------ TEXTE FOURNI ------

Regain d’intérêt pour les stérilets

L’implant délivre 30 microgrammes par jour de lévonorgestrel, un progestatif déjà utilisé dans le DIU Mirena ainsi que dans les pilules de deuxième génération. Cette hormone présente un risque thrombo-embolique inférieur à celui des pilules de troisième et quatrième génération mises sur la sellette en 2013, et peut également être utilisée par les femmes qui allaitent. «En pratique, nous observons souvent une adaptation de la contraception selon les différents moments de la vie des femmes. On peut se demander si elles seront satisfaites avec l’administration d’une seule hormone sur une si longue période», modère Lorenza Bettoli Musy.

Etre protégée sans avoir à y penser quotidiennement était l’argument mis en avant lors de la commercialisation de l’Implanon© en 1999. Cet implant progestatif sous-cutané est actif durant trois ans. Malgré tout, en une quinzaine d’années, l’Implanon© et sa version plus récente Nexplanon© n’ont pas supplanté la pilule. «L’implant est plébiscité par certaines femmes, mais d’autres se plaignent de prise de poids, de saignements irréguliers ou de problèmes d’acné», constate Lorenza Bettoli Musy. Une étude menée au CHUV au début des années 2000 avait démontré qu’un quart des femmes faisaient retirer leur implant avant la date de péremption.

------ ENTRÉES PRÉSENTÉES ------

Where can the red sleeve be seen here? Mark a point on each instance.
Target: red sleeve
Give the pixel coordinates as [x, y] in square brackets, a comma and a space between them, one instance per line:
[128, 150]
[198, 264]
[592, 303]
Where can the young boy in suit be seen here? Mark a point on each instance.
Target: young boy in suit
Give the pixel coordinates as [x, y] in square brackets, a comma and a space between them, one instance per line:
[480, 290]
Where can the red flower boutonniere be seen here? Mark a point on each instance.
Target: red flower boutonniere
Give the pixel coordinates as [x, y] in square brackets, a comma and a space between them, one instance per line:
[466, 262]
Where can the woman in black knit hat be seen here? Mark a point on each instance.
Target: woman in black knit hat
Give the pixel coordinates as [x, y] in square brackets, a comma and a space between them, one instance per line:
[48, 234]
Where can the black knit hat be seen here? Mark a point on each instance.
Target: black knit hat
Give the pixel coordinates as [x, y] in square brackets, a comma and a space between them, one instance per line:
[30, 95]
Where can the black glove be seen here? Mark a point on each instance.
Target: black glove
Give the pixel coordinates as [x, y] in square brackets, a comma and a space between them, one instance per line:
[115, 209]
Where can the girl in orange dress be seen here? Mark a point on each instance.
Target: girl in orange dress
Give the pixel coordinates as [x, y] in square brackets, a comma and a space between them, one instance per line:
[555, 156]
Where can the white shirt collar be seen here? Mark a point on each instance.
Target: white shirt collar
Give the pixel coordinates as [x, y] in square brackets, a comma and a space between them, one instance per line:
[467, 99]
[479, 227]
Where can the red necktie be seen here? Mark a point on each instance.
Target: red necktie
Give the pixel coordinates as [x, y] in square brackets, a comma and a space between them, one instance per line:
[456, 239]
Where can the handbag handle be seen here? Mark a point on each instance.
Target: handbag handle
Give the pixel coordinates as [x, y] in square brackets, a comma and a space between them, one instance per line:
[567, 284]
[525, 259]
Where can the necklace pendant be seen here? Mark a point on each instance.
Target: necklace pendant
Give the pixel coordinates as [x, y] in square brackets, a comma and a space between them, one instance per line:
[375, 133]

------

◆ **CONSIGNE 1**
Recopiez le passage du texte sur la contraception compris entre «Etre protégée sans» et «date de péremption.», bornes incluses.
◆ **CONSIGNE 2**
Répondez à ces questions d'après le texte sur la contraception.
(a) Combien de microgrammes de lévonorgestrel l'implant délivre-t-il par jour ?
(b) En quelle année l'Implanon© a-t-il été commercialisé ?
(c) Selon l'étude menée au CHUV au début des années 2000, quelle part des femmes faisaient retirer leur implant avant la date de péremption ?
◆ **CONSIGNE 3**
Rédigez la suite du texte sur la contraception à partir de sa dernière phrase.

◆ **RÉPONSE RÉDIGÉE 1**
Etre protégée sans avoir à y penser quotidiennement était l’argument mis en avant lors de la commercialisation de l’Implanon© en 1999. Cet implant progestatif sous-cutané est actif durant trois ans. Malgré tout, en une quinzaine d’années, l’Implanon© et sa version plus récente Nexplanon© n’ont pas supplanté la pilule. «L’implant est plébiscité par certaines femmes, mais d’autres se plaignent de prise de poids, de saignements irréguliers ou de problèmes d’acné», constate Lorenza Bettoli Musy. Une étude menée au CHUV au début des années 2000 avait démontré qu’un quart des femmes faisaient retirer leur implant avant la date de péremption.

◆ **RÉPONSE RÉDIGÉE 2**
(a) 30 microgrammes par jour.
(b) En 1999.
(c) Un quart des femmes.

◆ **RÉPONSE RÉDIGÉE 3**
«Les femmes qui recherchent une protection au long court sont aujourd’hui surtout intéressées par les stérilets, remarque Monette Cherpit, conseillère en santé sexuelle et sage-femme à l’Unité santé sexuelle et planning familial des HUG. Ces dispositifs ont beaucoup évolué et présentent de nombreux avantages: pose et retrait rapides, fiabilité, efficacité quasi immédiate.» Certains stérilets au cuivre peuvent même être utilisés comme moyen de contraception d’urgence. Et depuis quelques mois il existe un modèle spécifiquement développé pour les jeunes femmes qui n’ont pas encore eu d’enfants.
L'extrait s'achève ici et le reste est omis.